Blocked gene gives mice super smell
By John Travis
Time to hide the cheese. Researchers have created a mutant mouse strain whose sense of smell is much sharper and more sensitive than that of typical mice. Oddly enough, they did so by inactivating a gene in the rodents, not by adding one.
The knocked-out gene encodes a protein called Kv1.3, which normally assembles into some of the membrane channels that control the flow of potassium ions in and out of cells and thereby regulate how readily nerve cells respond to stimuli.
Because the protein is found in cells of the olfactory bulb of mice, Debra A. Fadool of Florida State University in Tallahassee and her colleagues suspected that deactivating the gene might create rodents with a poor sense of smell. In the Feb. 5 Neuron, the researchers report the opposite result: Mice lacking Kv1.3 have a sense of smell 1,000 to 10,000 times as sensitive as that of typical mice and are better at discriminating closely related odors. The researchers speculate that variations in the corresponding human gene may account for differences in people’s sense of smell.

□ □ □ □ □

* [Using the information]
1. Revise everything in the mouse smell article from "Blocked gene gives" down to "respond to stimuli.", substituting "mouse line" for "mouse strain".
2. Using the mouse smell article, answer each question on its own line.
(a) What protein does the knocked-out gene encode?
(b) At which university does Debra A. Fadool work?
(c) How many times as sensitive as that of typical mice is the sense of smell of mice lacking Kv1.3?
The entries that come next have no connection to the mouse smell article.

* [Supplied entries]
□ □ □ □ □

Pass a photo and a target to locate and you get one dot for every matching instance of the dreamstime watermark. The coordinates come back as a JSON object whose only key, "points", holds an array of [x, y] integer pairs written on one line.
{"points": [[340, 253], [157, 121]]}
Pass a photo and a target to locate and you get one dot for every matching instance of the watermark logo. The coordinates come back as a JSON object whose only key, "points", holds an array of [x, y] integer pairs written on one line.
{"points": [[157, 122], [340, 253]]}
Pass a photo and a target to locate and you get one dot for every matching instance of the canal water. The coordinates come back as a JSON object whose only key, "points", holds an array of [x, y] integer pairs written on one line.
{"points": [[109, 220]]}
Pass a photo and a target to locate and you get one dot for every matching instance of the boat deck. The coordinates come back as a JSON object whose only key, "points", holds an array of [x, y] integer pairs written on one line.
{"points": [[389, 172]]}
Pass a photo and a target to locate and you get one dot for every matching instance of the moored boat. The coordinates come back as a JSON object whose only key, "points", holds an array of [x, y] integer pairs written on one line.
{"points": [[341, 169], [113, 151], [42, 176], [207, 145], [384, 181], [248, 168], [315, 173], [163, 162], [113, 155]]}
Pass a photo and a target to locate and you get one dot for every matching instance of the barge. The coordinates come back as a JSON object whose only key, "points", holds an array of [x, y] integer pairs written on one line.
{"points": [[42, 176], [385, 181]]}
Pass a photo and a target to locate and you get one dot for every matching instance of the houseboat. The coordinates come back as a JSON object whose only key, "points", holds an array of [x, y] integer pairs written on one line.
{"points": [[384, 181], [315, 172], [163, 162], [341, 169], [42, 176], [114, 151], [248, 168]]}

□ □ □ □ □

* [Numbered responses]
1.
Blocked gene gives mice super smell
By John Travis
Time to hide the cheese. Researchers have created a mutant mouse line whose sense of smell is much sharper and more sensitive than that of typical mice. Oddly enough, they did so by inactivating a gene in the rodents, not by adding one.
The knocked-out gene encodes a protein called Kv1.3, which normally assembles into some of the membrane channels that control the flow of potassium ions in and out of cells and thereby regulate how readily nerve cells respond to stimuli.

2.
(a) Kv1.3
(b) Florida State University in Tallahassee
(c) 1,000 to 10,000 times as sensitive